◆ Your tasks ◆
**a.** For the birth story, decide whether each statement below matches it: (i) the narrator's usual blood pressure is high; (ii) the baby came out head and one arm first; (iii) the narrator had two miscarriages before this birth. Answer yes or no for each, quoting the words from the birth story that settle it.
**b.** Answer these questions using the birth story:
(i) Who warned that there would be a lot of suctioning sound?
(ii) Who looked over the curtain to watch the baby being taken out?
(iii) How long was the baby at birth?
**c.** Carry on the birth story, starting right after its last sentence.

◆ Given text ◆
*-*-*

When they cut me open, they were surprised at how much I bled and I remember the midwife warning me there was a lot of fluid and there was going to be a lot of the sound of suctioning going on. My blood pressure got very high (unusual for me, whose baseline blood pressure is barely that of a conscious person) and also dropped very low at certain points, so the anesthesiologist kept having to give me medications to alter it. The team asked my partner if he wanted to see our baby come out of my body, and he asked me if that was okay with me. I said, “of course”, and he excitedly peaked over the curtain to see our baby be taken out of my body, head and one arm first, and then the rest of him. I heard him cry, and thought with relief, “that’s the most beautiful sound I’ve ever heard”. Someone held him up above the curtain and I saw his screaming, bunched up, red face and thought, “there you are” and “who ARE you” and “holy shit, there WAS a human in there”! This abstract thought that was my “rainbow baby”, who I was almost afraid to believe, even until the end, would ever be here, was real after all. He was here. After almost two years of pregnancies, three miscarriages, and a day short of 42 weeks with this being growing inside my body, I could barely believe it. Wilhelm Erik Warmland was born at 6:27pm on March 2, 2020, weighing 7lbs 15.6 oz at 20.5 inches long.

*-*-*

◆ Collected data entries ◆
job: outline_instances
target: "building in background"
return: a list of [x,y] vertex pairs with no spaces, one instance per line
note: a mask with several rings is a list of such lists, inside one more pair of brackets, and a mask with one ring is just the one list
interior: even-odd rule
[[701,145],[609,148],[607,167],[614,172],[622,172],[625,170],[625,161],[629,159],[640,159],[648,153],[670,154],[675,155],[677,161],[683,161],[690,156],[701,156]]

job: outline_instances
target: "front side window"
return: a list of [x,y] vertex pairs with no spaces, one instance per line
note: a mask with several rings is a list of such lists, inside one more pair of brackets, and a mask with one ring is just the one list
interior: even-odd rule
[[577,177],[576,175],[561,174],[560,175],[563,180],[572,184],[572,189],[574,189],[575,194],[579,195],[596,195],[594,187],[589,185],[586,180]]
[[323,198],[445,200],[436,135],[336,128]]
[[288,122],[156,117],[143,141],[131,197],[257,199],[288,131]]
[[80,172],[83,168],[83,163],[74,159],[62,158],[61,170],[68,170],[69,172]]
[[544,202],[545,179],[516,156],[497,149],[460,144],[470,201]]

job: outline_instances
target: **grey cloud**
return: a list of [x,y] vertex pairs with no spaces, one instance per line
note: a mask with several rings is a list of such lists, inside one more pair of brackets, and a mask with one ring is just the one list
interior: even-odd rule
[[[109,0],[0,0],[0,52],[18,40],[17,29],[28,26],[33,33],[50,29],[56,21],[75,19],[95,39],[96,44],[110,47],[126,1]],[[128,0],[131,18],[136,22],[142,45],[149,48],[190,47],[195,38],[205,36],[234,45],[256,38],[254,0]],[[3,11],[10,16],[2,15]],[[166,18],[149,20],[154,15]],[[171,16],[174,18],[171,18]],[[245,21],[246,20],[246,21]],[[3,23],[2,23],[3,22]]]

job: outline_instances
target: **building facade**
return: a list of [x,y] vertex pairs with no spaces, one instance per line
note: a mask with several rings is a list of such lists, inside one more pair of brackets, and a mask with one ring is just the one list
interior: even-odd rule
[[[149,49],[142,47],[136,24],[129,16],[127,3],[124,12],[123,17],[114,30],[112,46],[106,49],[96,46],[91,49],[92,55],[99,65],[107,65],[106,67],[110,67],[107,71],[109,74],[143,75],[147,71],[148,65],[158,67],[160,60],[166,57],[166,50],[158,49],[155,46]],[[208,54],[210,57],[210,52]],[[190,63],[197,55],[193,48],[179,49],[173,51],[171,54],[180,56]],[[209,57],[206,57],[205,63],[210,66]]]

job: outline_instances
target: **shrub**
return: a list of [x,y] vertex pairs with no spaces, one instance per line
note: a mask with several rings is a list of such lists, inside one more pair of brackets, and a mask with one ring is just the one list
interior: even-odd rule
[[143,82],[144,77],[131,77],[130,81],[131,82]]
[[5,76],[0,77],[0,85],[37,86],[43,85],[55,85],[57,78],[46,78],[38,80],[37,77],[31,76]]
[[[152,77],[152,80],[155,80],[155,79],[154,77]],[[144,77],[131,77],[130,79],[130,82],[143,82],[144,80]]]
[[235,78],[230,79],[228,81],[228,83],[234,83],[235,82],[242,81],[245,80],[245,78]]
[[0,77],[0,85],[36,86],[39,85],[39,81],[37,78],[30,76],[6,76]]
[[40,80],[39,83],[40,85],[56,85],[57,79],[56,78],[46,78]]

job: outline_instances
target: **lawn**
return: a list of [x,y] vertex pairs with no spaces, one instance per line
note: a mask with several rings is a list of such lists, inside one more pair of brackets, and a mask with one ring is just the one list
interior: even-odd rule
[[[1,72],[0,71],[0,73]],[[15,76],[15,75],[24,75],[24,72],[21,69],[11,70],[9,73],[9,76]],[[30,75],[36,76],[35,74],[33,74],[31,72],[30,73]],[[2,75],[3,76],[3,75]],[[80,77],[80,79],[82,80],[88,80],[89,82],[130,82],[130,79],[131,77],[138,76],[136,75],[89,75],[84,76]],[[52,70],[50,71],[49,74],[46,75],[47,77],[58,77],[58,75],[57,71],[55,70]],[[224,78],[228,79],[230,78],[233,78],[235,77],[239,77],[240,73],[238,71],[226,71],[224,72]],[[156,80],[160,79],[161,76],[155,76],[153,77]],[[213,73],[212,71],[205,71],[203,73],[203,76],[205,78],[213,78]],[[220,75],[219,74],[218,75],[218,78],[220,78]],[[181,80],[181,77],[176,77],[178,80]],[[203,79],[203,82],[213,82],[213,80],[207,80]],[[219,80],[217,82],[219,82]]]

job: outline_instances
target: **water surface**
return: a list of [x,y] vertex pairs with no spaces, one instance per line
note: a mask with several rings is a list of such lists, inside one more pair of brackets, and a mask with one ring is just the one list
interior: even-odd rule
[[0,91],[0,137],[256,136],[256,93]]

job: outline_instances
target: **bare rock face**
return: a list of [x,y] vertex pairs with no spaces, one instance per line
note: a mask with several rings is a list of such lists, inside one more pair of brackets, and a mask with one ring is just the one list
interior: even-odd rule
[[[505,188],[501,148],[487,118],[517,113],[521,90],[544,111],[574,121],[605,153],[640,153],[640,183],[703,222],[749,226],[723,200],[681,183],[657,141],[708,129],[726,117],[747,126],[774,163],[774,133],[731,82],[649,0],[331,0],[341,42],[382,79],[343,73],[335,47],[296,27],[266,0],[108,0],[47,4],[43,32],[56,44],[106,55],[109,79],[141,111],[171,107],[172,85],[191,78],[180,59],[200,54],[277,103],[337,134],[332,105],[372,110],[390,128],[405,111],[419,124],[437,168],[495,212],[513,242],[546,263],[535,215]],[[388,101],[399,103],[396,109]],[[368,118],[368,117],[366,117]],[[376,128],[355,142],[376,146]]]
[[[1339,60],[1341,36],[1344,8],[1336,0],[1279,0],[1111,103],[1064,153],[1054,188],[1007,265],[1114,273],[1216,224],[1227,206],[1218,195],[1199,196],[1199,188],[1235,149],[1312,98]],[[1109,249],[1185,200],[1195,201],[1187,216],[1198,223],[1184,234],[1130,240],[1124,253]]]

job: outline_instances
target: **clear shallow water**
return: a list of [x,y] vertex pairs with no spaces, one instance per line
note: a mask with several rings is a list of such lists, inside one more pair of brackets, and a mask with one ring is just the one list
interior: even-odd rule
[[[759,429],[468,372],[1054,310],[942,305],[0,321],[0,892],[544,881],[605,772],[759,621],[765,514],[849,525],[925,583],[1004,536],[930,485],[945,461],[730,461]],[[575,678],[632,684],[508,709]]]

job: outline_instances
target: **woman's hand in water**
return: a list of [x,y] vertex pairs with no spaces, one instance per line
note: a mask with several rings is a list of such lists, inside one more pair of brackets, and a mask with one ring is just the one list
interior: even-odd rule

*-*-*

◆ Answers given ◆
**a.**
(i) No: "whose baseline blood pressure is barely that of a conscious person"
(ii) Yes: "head and one arm first"
(iii) No: "three miscarriages"

**b.**
(i) The midwife
(ii) The narrator's partner
(iii) 20.5 inches

**c.**
The midwife placed him on my chest and I held this being who I knew so intimately and it was completely surreal. After a few minutes, the midwife asked if my partner wanted to do some skin-to-skin as well while they finished closing me up. My partner asked if I was okay with that and I said, “of course”. I just wanted one of us to be with him. They went back to my hospital room and I joined them shortly after. I held my baby and didn’t let him go for hours. My dad and brother came to meet him and eventually my partner did more skin to skin and my brother went out to get us food and then he did skin to skin with his long-awaited nephew while we ate. My friend came and took gorgeous photographs of our first hours together.

The woman who was encapsulating my placenta was on route, so my doula reminded me that I could ask my midwife for a “placenta tour”, which I had mentioned being interested in. When she did this, she noticed that my placenta contained an extra lobe with veins. This can happen when the pregnancy started out as a twin pregnancy, though I also wonder if it could be related to my previous miscarriages, including an early miscarriage I had the cycle before conceiving Wilhelm. It turns out this can cause issues with bleeding if it’s ruptured during the process of water breaking and often results in cesarean section, which validates my decision to stray from my birth plan. This wasn’t the only extraordinary thing about Wilhelm’s birth though. In spite of being almost 2 full weeks “late”, he had vernix on him and there was tons of clear, meconium-free amniotic fluid. There was also no calcification of my uterus at all. My body knew. I kept saying I knew I could trust my body, and it turns out I was right. It just didn’t look the way I expected it would.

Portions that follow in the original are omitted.